WORK TO DO:
Rewrite the lines below, changing every "region" to "area" and keeping everything else the same.

SOURCE DATA:
# # # # #

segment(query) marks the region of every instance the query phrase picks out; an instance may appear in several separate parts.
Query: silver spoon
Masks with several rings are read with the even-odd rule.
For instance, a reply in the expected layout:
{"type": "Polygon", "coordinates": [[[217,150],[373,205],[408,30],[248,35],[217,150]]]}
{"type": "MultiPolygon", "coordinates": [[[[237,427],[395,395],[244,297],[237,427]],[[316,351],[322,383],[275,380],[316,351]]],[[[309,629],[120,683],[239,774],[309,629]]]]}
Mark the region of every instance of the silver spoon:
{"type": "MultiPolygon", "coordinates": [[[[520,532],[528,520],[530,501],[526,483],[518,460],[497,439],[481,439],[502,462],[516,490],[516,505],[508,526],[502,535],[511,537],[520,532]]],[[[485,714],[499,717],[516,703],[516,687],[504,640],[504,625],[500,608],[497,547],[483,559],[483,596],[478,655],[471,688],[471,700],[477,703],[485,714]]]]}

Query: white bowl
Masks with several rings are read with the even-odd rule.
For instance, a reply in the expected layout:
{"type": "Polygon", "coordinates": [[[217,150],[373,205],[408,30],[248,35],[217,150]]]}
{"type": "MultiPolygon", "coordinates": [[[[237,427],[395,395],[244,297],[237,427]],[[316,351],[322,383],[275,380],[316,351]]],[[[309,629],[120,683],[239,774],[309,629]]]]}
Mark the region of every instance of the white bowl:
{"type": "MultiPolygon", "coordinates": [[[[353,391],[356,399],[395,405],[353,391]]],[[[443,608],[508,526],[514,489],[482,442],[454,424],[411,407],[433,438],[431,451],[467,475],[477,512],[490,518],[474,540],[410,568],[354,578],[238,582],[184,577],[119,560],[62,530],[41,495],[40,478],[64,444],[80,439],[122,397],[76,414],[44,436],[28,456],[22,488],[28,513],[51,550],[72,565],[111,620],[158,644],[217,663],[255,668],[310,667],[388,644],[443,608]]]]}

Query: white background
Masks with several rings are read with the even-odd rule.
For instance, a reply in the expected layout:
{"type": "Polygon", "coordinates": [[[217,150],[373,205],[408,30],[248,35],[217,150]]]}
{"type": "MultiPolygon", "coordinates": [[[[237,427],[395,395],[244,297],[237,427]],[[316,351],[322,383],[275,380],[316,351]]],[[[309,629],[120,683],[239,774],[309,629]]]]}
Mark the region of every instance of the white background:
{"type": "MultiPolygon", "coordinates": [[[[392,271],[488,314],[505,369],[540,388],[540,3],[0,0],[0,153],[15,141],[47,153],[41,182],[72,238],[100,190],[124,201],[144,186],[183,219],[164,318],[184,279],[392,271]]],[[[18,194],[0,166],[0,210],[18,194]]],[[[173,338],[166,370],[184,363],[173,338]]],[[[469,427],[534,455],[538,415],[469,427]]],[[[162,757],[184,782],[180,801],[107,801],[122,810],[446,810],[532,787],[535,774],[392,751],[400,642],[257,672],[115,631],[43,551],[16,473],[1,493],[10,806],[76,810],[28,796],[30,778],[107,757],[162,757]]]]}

# # # # #

ANSWER TO THIS TASK:
segment(query) marks the area of every instance the query phrase picks out; an instance may appear in several separate parts.
Query: silver spoon
Masks with several rings are read with the even-odd rule.
For instance, a reply in the expected layout:
{"type": "Polygon", "coordinates": [[[217,150],[373,205],[408,30],[248,35],[217,150]]]}
{"type": "MultiPolygon", "coordinates": [[[[237,427],[395,395],[244,297],[237,427]],[[316,351],[322,383],[275,380],[316,351]]],[[[309,629],[120,683],[239,774],[309,629]]]]}
Mark the area of every instance of the silver spoon:
{"type": "MultiPolygon", "coordinates": [[[[520,532],[528,520],[530,501],[526,483],[518,460],[497,439],[481,439],[502,462],[516,490],[516,505],[508,526],[502,535],[511,537],[520,532]]],[[[485,714],[499,717],[516,703],[516,687],[504,640],[504,625],[500,608],[497,547],[483,559],[483,596],[478,655],[471,688],[471,700],[477,703],[485,714]]]]}

Query: white bowl
Masks with several rings are read with the even-odd rule.
For instance, a reply in the expected layout:
{"type": "Polygon", "coordinates": [[[217,150],[373,205],[408,30],[248,35],[217,150]]]}
{"type": "MultiPolygon", "coordinates": [[[[237,427],[395,395],[244,297],[237,427]],[[316,351],[322,383],[275,380],[316,351]]],[[[309,629],[120,683],[239,774],[309,629]]]]}
Mark the area of every instance of the white bowl:
{"type": "MultiPolygon", "coordinates": [[[[353,391],[356,399],[395,405],[353,391]]],[[[443,608],[508,526],[514,489],[482,442],[454,424],[411,407],[433,438],[431,451],[467,475],[477,512],[490,518],[474,540],[410,568],[354,578],[238,582],[184,577],[119,560],[62,530],[41,495],[40,478],[64,444],[80,439],[122,397],[76,414],[44,436],[28,456],[22,488],[28,513],[51,550],[72,565],[111,620],[158,644],[217,663],[255,668],[310,667],[388,644],[443,608]]]]}

Query: white background
Masks with several rings are read with the even-odd rule.
For instance, a reply in the expected layout:
{"type": "Polygon", "coordinates": [[[217,150],[373,205],[408,30],[248,35],[217,150]]]}
{"type": "MultiPolygon", "coordinates": [[[[237,427],[395,395],[244,297],[237,427]],[[316,351],[322,383],[275,380],[316,351]]],[[[309,629],[120,683],[239,774],[309,629]]]]}
Mark the area of every instance of the white background:
{"type": "MultiPolygon", "coordinates": [[[[392,271],[488,314],[505,369],[540,388],[540,3],[0,0],[0,153],[15,141],[47,153],[41,182],[72,238],[100,190],[124,201],[144,186],[183,219],[164,318],[184,279],[392,271]]],[[[18,194],[0,166],[0,210],[18,194]]],[[[173,338],[166,370],[184,363],[173,338]]],[[[469,427],[534,455],[538,415],[469,427]]],[[[162,757],[184,782],[180,801],[107,801],[122,810],[446,810],[532,787],[535,774],[392,751],[400,642],[257,672],[115,631],[43,551],[16,473],[1,493],[10,806],[76,810],[28,796],[30,778],[107,757],[162,757]]]]}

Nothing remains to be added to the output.